Продолжите приведенный ниже отрывок о художественном образе фильма, начав сразу после его последнего предложения.

Отрывок:
----

Надо сказать, что в фильмах последнего времени «эффект присутствия» создается во многом с помощью съемки с движения (например, в фильме «Летят журавли»).

Как мы уже говорили, художественный образ фильма выражается в синтезе изобразительно-выразительных средств: интонированной речи, жеста и мимики актера; приемов съемки и световых эффектов оператора; музыки композитора; постановочных и монтажных решений режиссера.

Изобразительно-монтажный метод выражения образа на экране располагает такими средствами эмоционального воздействия, которые позволяют использовать сложный, многообразный характер ощущений, возникающих при оптико-фоническом раздражении. Сочетание музыкального и оптического ритмов прекрасно использовали, например, режиссер Г. Александров и оператор Э. Тиссэ в эпизоде «концерт Листа» в фильме «Композитор Глинка».

Самое характерное в этом эпизоде – экранный образ играющего Листа, смонтированный из ряда крупных планов, снятых в острых ракурсах и экспрессивных композициях. Задача состояла в том, чтобы передать на экране необычайную выразительность и одухотворенность игры пианиста Святослава Рихтера (исполнявшего роль Листа). В результате синтеза оптических (ракурсы, освещения) и фонических (музыка) эффектов, непосредственно действующих на чувства зрителя, усилилась художественная убедительность образа.

Другим примером удачного синтеза оптических и фонических средств для выражения художественного образа может служить эпизод «дорога смерти» из фильма «Богдан Хмельницкий» (режиссер Игорь Савченко, оператор Юрий Екельчик).

Сначала на экране мы видим кадры, где бандуристы расходятся по полям и селам Украины, и слышим звуки бандуры и слова народной «думы» о горькой доле простых людей, томящихся под игом шляхты. Зрительное впечатление в сочетании со звуковым настраивает зрителя на восприятие образа, оформленного в следующем эпизоде – «дорога смерти». На экране зритель видит протянувшиеся вдоль дороги кресты, на которых распяты живые запорожцы, языки пламени и дым костров, разложенных у их ног, а на дороге – группу разряженных всадников с развевающимися под порывами ветра знаменами, и слышит смех, издевательский смех распятых запорожцев над своими убийцами.

Для достижения эффекта оператор привел в действие разнообразные специфические средства своей киноизобразительной палитры.

----

Исходные данные:
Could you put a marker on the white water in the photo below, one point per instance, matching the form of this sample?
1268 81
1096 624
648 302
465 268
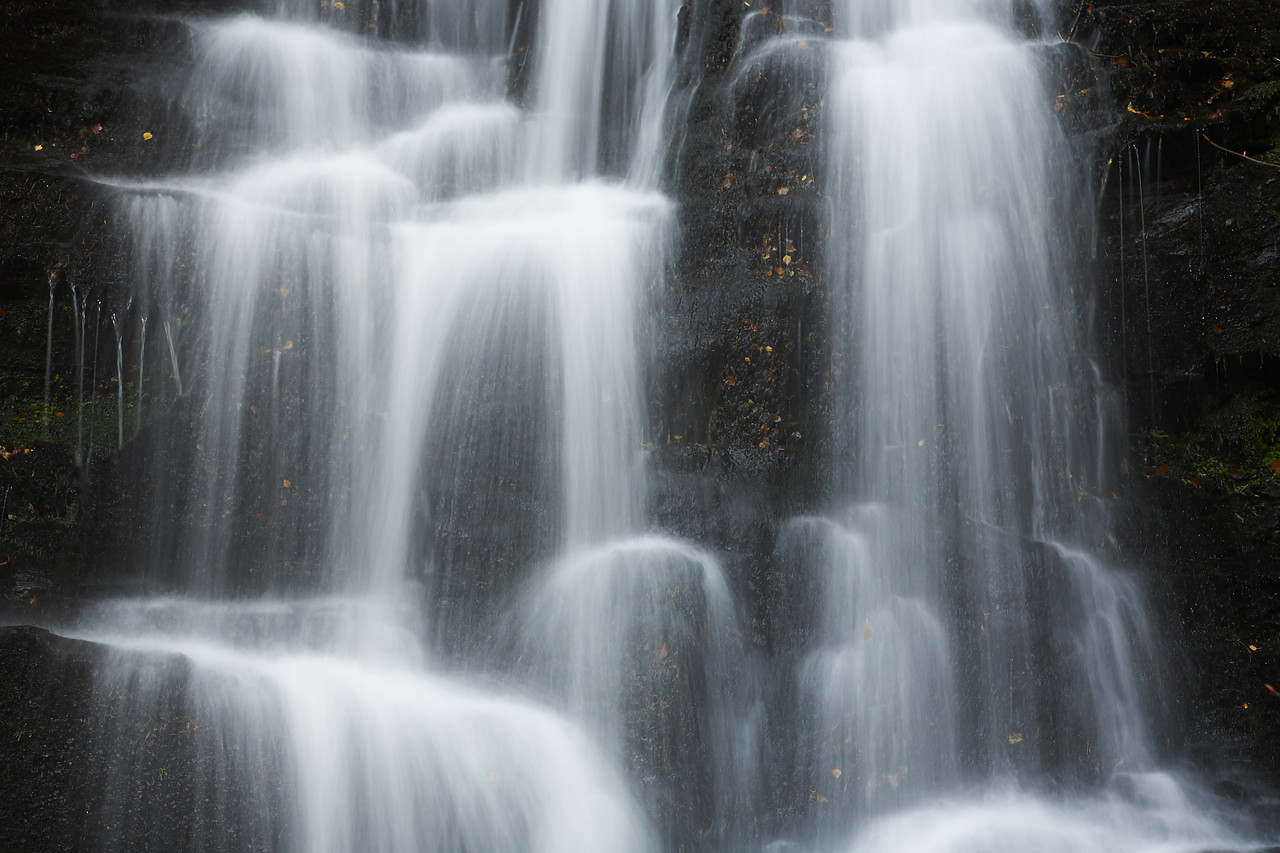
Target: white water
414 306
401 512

----

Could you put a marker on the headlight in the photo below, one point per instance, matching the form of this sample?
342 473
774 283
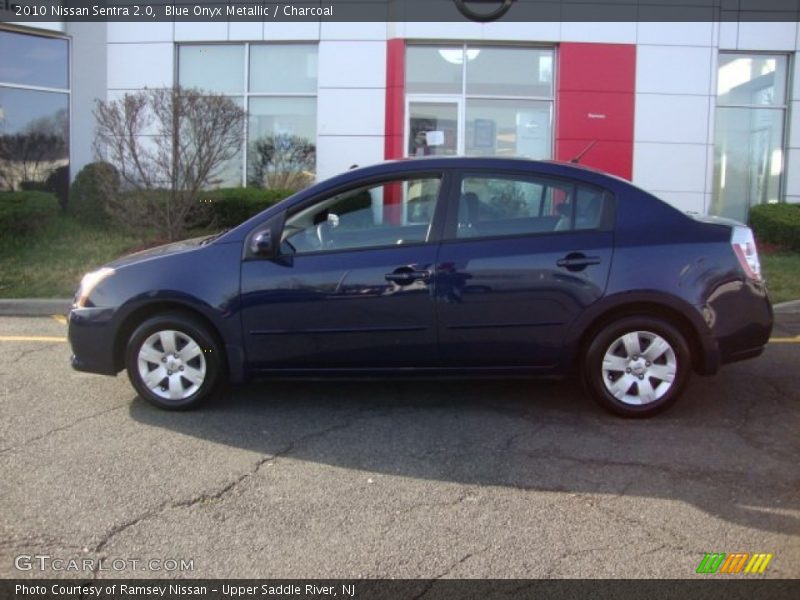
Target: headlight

----

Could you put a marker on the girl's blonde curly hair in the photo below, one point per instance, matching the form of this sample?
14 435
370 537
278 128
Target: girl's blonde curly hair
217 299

----

Ответ:
Дым от дымовых шашек, раздуваемый специальными ветродуями, не только формирует на экране видимую физическую (воздушную) среду, а становится как бы элементом эмоционального воздействия. Рвущиеся клочья дыма благодаря врожденным ассоциациям вызывают ощущение тревоги и настороженности. С помощью светофильтров был подчеркнут темный фон неба, на котором резко выделяются фигуры людей, рвущиеся под ветром флаги и черные силуэты крестов. Вся эта картина рождает у зрителя ощущение драматизма, соответствующее содержанию эпизода.

Напряженная тональность, высокие световые контрасты, динамичность композиции – это специфические операторские средства, которые в синтезе со звуком, музыкой и шумами создали определенную эмоциональную настроенность зрителя, необходимую для полного, глубокого и взволнованного восприятия драматургических образов.

Пример работы над композицией кадра в фильме нормального формата.

Известный советский искусствовед М. Алпатов в заключении к своей книге «Композиция в живописи» пишет: «Работа художника над композицией… ни в какой степени не сводится к соблюдению тех или иных правил, применению тех или иных приемов. Она заключается в сознательном нахождении композиционных решений в каждом отдельном случае в зависимости от поставленных себе художником задач, от всего его творческого отношения к миру (подчеркнуто мною.- А Г.). Нашего советского художника… этот вывод обязывает к самостоятельной выработке композиционных форм, соответствующих новым задачам искусства… Изучение художественного наследия, проникновение в сущности композиционных решений великих мастеров прошлых столетий должно прежде всего служить освоению художником самого языка живописи (подчеркнуто мною. – А. Г.), должно научить его сознательно, аналитически подходить к великим произведениям, и это, конечно, не может не отразиться положительно на его самостоятельной работе».

Два основных положения М. Алпатова – «сознательное нахождение композиционных решений в каждом отдельном случае» и «освоение языка искусства» – чрезвычайно важны и для творчества кинооператоров.

Можно перечислить и описать все киноизобразительные средства, находящиеся в распоряжении оператора. Можно попытаться уточнить, какой художественный результат достигается от применения тех или иных приемов съемки.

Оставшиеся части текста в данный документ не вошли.